[Saved entries]
____

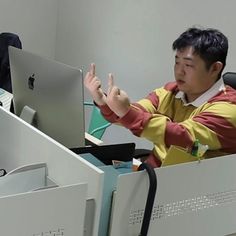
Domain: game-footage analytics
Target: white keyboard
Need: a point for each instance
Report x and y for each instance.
(5, 99)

____

**BRIEF**
All of the data is to be returned exactly, with no pictures included.

**RESULT OF THE TASK**
Domain: game-footage analytics
Target: white keyboard
Need: a point for each instance
Report x and y for each instance.
(5, 99)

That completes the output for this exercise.